**Assignment:**
Pull out of the data below the stretch of lines bounded by the one containing "Place a point on the shop" and the one containing "Query: shop window", both bounds included, unchanged.
Top of Source information
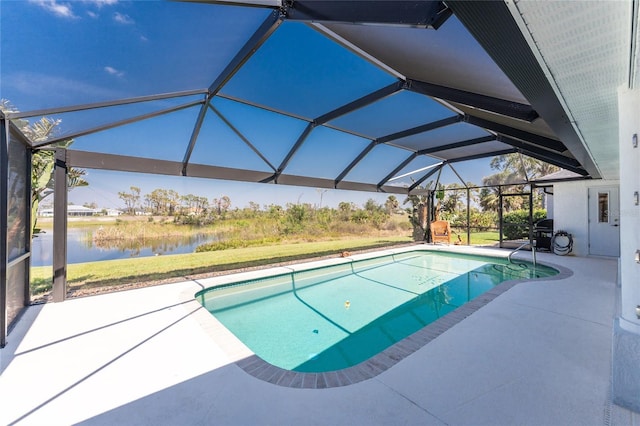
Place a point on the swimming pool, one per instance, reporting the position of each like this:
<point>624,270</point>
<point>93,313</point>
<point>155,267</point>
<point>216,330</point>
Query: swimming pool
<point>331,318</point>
Bottom of Source information
Top of Source information
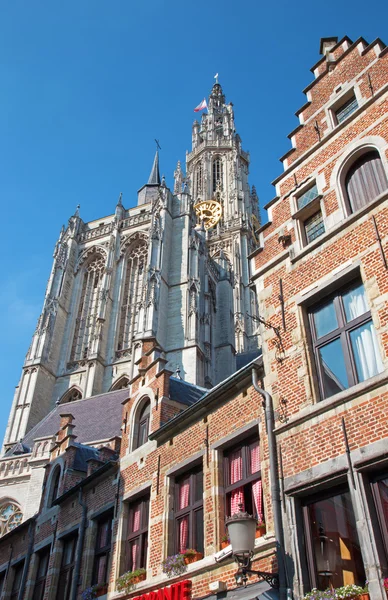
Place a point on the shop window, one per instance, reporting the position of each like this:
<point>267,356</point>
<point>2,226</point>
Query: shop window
Bottom of Source information
**Exercise output:**
Place a point on the shop window, one per instance, reporting the position of each like this:
<point>267,356</point>
<point>2,226</point>
Query: shop window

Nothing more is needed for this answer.